> **THE PROBLEM**: Repeat every line below, starting with the line containing "Each instance receives exactly one keypoint. Mark the turquoise" and going on through the end of the data. Shift each coordinate by adding 67 to every number in the coordinate pairs, and leave all other text unchanged.

[Part of a data file]
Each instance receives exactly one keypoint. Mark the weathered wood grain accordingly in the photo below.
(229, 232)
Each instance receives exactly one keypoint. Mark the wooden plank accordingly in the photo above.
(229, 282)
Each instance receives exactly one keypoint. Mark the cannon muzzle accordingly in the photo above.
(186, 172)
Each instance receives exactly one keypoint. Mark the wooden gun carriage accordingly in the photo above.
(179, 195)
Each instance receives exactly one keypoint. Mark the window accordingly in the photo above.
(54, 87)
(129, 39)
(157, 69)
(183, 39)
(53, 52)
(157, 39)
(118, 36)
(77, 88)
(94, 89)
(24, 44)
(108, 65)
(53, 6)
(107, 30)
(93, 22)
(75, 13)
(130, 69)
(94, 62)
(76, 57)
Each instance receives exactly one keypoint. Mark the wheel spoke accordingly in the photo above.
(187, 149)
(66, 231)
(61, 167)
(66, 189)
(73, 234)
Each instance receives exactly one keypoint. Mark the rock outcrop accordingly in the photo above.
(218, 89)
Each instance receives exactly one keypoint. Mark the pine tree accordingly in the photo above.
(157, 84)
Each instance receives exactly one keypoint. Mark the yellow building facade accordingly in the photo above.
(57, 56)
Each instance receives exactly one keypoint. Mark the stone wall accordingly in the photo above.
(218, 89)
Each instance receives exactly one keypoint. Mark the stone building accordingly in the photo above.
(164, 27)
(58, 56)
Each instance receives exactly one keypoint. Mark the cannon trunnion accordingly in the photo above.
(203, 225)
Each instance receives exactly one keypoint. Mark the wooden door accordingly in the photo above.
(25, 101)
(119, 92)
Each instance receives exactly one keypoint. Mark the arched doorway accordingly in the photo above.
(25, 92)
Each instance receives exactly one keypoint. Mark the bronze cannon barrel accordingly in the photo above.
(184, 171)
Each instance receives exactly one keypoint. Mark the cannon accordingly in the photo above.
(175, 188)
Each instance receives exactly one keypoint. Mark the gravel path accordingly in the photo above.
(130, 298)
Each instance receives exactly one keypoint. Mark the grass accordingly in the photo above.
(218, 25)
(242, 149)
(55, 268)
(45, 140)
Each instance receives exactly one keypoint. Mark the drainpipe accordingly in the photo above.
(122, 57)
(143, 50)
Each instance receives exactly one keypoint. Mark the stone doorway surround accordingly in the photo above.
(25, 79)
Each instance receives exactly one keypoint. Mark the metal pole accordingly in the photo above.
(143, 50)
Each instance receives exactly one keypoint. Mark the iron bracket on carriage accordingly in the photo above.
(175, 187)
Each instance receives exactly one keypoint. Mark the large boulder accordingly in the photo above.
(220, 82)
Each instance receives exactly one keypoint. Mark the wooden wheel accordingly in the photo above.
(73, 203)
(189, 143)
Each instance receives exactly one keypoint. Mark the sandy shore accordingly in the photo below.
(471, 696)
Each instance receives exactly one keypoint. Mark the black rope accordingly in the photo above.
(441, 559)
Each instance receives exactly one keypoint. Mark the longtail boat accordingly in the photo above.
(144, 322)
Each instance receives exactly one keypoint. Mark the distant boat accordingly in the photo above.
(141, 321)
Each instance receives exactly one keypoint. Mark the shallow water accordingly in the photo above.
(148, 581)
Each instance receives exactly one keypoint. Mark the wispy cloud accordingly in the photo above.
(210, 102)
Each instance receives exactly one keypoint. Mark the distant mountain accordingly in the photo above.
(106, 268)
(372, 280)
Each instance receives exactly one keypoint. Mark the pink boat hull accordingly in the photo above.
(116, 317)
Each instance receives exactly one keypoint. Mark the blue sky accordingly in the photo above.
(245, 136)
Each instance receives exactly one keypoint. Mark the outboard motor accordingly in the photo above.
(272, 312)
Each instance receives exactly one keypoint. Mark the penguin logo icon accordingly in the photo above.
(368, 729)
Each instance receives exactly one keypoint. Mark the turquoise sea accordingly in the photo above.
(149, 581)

> **RESPONSE TO THIS TASK**:
Each instance receives exactly one keypoint. Mark the turquoise sea accordingly in the photo above.
(216, 648)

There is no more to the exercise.